▶ **SUPPLIED MATERIAL**:

┌──

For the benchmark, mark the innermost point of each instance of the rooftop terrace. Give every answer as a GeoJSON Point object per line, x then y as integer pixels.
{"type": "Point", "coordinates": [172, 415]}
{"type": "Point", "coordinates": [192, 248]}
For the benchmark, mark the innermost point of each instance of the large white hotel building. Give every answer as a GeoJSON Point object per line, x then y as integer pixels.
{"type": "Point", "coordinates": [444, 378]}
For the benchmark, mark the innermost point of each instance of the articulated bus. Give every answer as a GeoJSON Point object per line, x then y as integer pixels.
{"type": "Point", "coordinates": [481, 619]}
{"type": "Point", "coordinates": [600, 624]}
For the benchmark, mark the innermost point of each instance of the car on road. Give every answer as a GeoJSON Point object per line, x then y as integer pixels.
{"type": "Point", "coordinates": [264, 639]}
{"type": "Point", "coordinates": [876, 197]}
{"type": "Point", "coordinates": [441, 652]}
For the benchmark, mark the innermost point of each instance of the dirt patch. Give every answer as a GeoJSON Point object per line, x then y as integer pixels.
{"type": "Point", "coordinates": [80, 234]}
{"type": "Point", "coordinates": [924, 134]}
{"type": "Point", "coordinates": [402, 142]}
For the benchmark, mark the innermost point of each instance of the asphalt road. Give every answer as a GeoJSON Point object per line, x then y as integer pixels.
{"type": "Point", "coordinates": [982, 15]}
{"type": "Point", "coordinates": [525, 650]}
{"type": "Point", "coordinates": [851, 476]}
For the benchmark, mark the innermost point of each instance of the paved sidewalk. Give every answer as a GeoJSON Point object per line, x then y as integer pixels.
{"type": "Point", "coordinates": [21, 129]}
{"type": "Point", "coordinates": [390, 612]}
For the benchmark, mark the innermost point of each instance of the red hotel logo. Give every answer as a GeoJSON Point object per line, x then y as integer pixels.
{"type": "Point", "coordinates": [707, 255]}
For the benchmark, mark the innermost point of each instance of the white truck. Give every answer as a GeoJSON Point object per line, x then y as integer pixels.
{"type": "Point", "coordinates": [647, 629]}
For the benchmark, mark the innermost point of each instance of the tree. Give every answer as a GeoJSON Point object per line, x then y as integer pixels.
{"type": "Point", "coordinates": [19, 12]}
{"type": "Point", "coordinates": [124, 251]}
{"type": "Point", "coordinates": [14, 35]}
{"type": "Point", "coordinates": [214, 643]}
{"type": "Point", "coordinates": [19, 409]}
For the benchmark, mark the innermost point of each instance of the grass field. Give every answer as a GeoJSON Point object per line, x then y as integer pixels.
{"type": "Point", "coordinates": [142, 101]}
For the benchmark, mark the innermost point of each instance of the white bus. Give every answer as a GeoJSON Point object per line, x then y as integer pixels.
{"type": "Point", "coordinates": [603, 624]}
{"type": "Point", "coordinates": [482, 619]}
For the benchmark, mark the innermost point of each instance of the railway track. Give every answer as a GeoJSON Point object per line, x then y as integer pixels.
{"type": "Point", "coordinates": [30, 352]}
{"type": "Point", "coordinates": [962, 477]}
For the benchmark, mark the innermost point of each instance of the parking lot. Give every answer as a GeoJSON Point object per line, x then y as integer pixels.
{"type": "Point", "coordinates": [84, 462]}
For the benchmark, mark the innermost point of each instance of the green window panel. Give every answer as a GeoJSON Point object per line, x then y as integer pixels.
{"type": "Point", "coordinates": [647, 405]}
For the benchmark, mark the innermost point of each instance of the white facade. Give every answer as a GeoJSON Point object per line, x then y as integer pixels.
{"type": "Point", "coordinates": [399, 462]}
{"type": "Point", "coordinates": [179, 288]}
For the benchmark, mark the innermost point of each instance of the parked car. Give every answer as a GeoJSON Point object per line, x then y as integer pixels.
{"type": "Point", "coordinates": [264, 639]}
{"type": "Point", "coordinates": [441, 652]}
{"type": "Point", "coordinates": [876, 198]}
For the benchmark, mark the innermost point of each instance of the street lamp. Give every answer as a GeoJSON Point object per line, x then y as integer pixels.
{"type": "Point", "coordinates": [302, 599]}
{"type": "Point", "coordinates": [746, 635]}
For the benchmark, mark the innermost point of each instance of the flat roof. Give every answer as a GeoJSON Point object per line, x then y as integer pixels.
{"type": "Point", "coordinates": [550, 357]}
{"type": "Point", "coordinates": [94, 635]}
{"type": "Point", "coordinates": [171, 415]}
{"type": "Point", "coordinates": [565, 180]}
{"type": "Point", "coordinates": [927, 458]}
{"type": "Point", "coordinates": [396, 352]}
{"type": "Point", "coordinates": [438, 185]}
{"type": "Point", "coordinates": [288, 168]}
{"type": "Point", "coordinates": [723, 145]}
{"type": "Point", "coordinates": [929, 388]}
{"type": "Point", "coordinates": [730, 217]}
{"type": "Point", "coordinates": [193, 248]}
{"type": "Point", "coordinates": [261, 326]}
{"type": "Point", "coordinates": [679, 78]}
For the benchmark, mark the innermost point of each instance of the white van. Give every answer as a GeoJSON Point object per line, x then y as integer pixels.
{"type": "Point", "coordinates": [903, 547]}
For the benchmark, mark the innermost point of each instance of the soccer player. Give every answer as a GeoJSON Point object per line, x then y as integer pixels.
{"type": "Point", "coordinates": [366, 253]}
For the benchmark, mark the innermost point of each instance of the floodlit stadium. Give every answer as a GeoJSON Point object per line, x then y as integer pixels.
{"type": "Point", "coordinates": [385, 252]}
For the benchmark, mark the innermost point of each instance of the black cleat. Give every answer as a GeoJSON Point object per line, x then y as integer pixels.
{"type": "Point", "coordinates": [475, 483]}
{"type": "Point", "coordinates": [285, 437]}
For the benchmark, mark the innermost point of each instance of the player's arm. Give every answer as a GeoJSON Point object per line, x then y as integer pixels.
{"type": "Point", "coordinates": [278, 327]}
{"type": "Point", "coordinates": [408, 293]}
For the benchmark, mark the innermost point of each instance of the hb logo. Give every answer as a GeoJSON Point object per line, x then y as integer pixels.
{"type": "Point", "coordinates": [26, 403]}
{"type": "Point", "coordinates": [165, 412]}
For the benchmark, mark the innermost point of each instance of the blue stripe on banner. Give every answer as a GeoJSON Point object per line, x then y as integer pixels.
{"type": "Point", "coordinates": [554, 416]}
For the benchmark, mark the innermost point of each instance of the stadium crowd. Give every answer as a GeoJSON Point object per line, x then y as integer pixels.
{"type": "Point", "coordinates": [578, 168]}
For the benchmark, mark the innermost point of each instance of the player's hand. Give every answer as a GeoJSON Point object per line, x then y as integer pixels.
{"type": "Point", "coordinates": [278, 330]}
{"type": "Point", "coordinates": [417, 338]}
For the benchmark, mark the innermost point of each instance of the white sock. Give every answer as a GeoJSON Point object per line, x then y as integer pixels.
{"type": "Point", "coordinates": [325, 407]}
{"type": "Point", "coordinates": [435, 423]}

└──

▶ **WHAT IS REQUIRED**:
Change "innermost point" to "central point" throughout all the records above, and reproduce every line with everything else left as it is.

▶ **REPLY TO THE EXERCISE**:
For the benchmark, mark the central point of each instance of the rooftop terrace. Give every answer as a GeoJSON Point object per line, x then y as integer pixels.
{"type": "Point", "coordinates": [172, 415]}
{"type": "Point", "coordinates": [192, 248]}
For the benchmark, mark the central point of each instance of the large white hotel building. Give every answer as a GeoJSON Point object per line, x then y as integer pixels.
{"type": "Point", "coordinates": [444, 378]}
For the benchmark, mark the central point of each instance of the articulated bus. Give every answer as a GeoJSON Point object per line, x then y as integer pixels.
{"type": "Point", "coordinates": [481, 619]}
{"type": "Point", "coordinates": [600, 624]}
For the benchmark, mark the central point of each instance of the car on road. Give every answer as a GeoJSON Point object per line, x then y as integer pixels.
{"type": "Point", "coordinates": [264, 639]}
{"type": "Point", "coordinates": [876, 197]}
{"type": "Point", "coordinates": [441, 652]}
For the benchmark, mark the central point of each instance of the dirt patch. Give every answer as a GeoJSON Point object per line, x then y as integer pixels.
{"type": "Point", "coordinates": [80, 234]}
{"type": "Point", "coordinates": [924, 134]}
{"type": "Point", "coordinates": [402, 142]}
For the benchmark, mark the central point of each instance of the asphalt road. Give every answer as a GeoJSON Point object per line, x then y as integer pixels.
{"type": "Point", "coordinates": [982, 15]}
{"type": "Point", "coordinates": [525, 650]}
{"type": "Point", "coordinates": [851, 476]}
For the benchmark, mark the central point of each instance of the paved sidewalk. Give every answer as a GeoJSON Point object per line, x then y as integer pixels.
{"type": "Point", "coordinates": [21, 129]}
{"type": "Point", "coordinates": [390, 612]}
For the benchmark, mark the central point of each instance of the red hotel logo. Give every answer as a GeoJSON Point object per line, x then y as integer pixels.
{"type": "Point", "coordinates": [707, 255]}
For the benchmark, mark the central point of each instance of the white truck. Give every answer as a GeoJSON Point object per line, x then y as integer pixels.
{"type": "Point", "coordinates": [647, 629]}
For the benchmark, mark the central point of each instance of the tree. Give every answer as a GeoJSON Point object per line, x then y as integer pixels.
{"type": "Point", "coordinates": [19, 12]}
{"type": "Point", "coordinates": [124, 251]}
{"type": "Point", "coordinates": [14, 35]}
{"type": "Point", "coordinates": [214, 643]}
{"type": "Point", "coordinates": [19, 409]}
For the benchmark, mark the central point of each instance of the grass field. Give every answer as a GeoJSON Point object per line, x then y as integer pixels.
{"type": "Point", "coordinates": [142, 101]}
For the benchmark, mark the central point of each instance of the white bus. Give every answer as a GeoJSON Point object per line, x then y as integer pixels.
{"type": "Point", "coordinates": [603, 624]}
{"type": "Point", "coordinates": [482, 619]}
For the benchmark, mark the central point of each instance of the railway track. Give every answer as a GeoJSON Point object per line, x then y as integer pixels.
{"type": "Point", "coordinates": [30, 352]}
{"type": "Point", "coordinates": [962, 477]}
For the benchmark, mark the central point of each instance of the parking lot. Give every answer as a GeoJSON Point object per line, x then y as integer pixels.
{"type": "Point", "coordinates": [84, 462]}
For the benchmark, mark the central point of each instance of the green window panel. Give every answer as a GeoJSON Point object per line, x then y as integer pixels.
{"type": "Point", "coordinates": [647, 405]}
For the benchmark, mark the central point of each instance of the white facade. Give every answer as a GeoJSON Point object per line, x then y as integer pixels.
{"type": "Point", "coordinates": [399, 462]}
{"type": "Point", "coordinates": [179, 288]}
For the benchmark, mark the central point of each instance of the parked car. Give every answer as a GeoJSON Point object per line, x then y as integer pixels.
{"type": "Point", "coordinates": [264, 639]}
{"type": "Point", "coordinates": [441, 652]}
{"type": "Point", "coordinates": [876, 198]}
For the benchmark, mark the central point of each instance of the street lamp. Give every answer as a GeoJSON Point object per line, x then y as integer pixels.
{"type": "Point", "coordinates": [302, 599]}
{"type": "Point", "coordinates": [746, 635]}
For the benchmark, mark the central point of each instance of the flat roof. Give every answer as a GeoJSON Point object per line, x then y as integer pixels.
{"type": "Point", "coordinates": [550, 357]}
{"type": "Point", "coordinates": [94, 635]}
{"type": "Point", "coordinates": [171, 415]}
{"type": "Point", "coordinates": [565, 180]}
{"type": "Point", "coordinates": [927, 458]}
{"type": "Point", "coordinates": [396, 352]}
{"type": "Point", "coordinates": [438, 185]}
{"type": "Point", "coordinates": [288, 168]}
{"type": "Point", "coordinates": [723, 145]}
{"type": "Point", "coordinates": [929, 388]}
{"type": "Point", "coordinates": [730, 217]}
{"type": "Point", "coordinates": [193, 248]}
{"type": "Point", "coordinates": [261, 326]}
{"type": "Point", "coordinates": [679, 78]}
For the benchmark, mark the central point of each instance of the white van. Give every answer as a GeoJSON Point object per line, x then y as integer pixels.
{"type": "Point", "coordinates": [903, 547]}
For the benchmark, mark the central point of each instance of the soccer player. Give every answer as a GeoJSON Point object per line, x then y as integer pixels.
{"type": "Point", "coordinates": [366, 253]}
For the benchmark, mark the central point of each instance of the floodlit stadium. Give every answer as a GeoJSON Point object per line, x then y as integer pixels.
{"type": "Point", "coordinates": [385, 252]}
For the benchmark, mark the central point of each instance of the black cleat. Give every answer as a GeoJSON Point object per line, x then y as integer pixels.
{"type": "Point", "coordinates": [475, 483]}
{"type": "Point", "coordinates": [285, 437]}
For the benchmark, mark the central point of each instance of the player's arm. Give every answer as a GeoJSON Point object per line, x then y as integer pixels.
{"type": "Point", "coordinates": [278, 327]}
{"type": "Point", "coordinates": [408, 293]}
For the benchmark, mark the central point of each instance of the hb logo. Give every answer as a GeoJSON Point object per line, x then y as integer pixels.
{"type": "Point", "coordinates": [26, 403]}
{"type": "Point", "coordinates": [165, 412]}
For the benchmark, mark the central point of each instance of the blue stripe on banner. Give every answer as a GeoJSON Point object per line, x then y as integer pixels.
{"type": "Point", "coordinates": [554, 416]}
For the benchmark, mark the central point of each instance of the stadium crowd. Give every answer as a GeoJSON Point object per line, x then y as integer pixels.
{"type": "Point", "coordinates": [578, 168]}
For the benchmark, mark the central point of each instance of the player's hand. Give every answer as a GeoJSON Point object per line, x then y as integer pixels.
{"type": "Point", "coordinates": [278, 330]}
{"type": "Point", "coordinates": [417, 338]}
For the benchmark, mark the central point of each instance of the white sock. Give every answer as a GeoJSON Point object per line, x then y as integer pixels.
{"type": "Point", "coordinates": [325, 407]}
{"type": "Point", "coordinates": [435, 423]}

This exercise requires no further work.